THE TASK – Reproduce the material below verbatim, from the line containing "Mark the white football" through the last line of the material.

[Point labeling samples]
────────────────────

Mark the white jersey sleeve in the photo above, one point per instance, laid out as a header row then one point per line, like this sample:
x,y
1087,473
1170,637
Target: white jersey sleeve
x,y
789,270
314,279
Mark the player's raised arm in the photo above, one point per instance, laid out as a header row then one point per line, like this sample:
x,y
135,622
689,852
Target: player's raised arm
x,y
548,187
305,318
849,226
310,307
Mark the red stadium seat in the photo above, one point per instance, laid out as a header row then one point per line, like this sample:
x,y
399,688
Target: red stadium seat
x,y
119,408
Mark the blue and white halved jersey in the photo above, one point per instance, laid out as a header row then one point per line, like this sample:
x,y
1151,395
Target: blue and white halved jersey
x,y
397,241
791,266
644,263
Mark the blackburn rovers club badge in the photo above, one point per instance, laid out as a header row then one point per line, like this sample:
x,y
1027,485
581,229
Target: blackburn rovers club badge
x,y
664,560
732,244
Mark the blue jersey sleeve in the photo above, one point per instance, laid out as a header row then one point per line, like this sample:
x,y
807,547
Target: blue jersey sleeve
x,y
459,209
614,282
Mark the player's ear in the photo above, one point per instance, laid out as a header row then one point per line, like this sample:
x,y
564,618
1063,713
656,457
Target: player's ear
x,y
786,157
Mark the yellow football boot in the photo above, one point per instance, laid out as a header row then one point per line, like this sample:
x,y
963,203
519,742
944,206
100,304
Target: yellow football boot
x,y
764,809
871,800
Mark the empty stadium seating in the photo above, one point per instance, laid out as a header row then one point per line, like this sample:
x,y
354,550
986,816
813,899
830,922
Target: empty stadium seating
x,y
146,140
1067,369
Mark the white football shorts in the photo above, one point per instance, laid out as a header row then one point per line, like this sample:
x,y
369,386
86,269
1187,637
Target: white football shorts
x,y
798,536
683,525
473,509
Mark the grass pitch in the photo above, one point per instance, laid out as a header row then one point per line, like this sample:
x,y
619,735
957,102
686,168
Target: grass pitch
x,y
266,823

────────────────────

TASK SOLUTION –
Mark the white football shorts in the photo above, one point per instance, laid out as a header row then one point per line, like this sample:
x,y
369,386
86,269
1187,637
Target: white football shorts
x,y
798,536
683,525
473,509
Mark the grass pitch in the photo above, one point per instance, laid out as a header row then one point per line, like this sample:
x,y
619,735
957,102
686,168
Target: grass pitch
x,y
266,823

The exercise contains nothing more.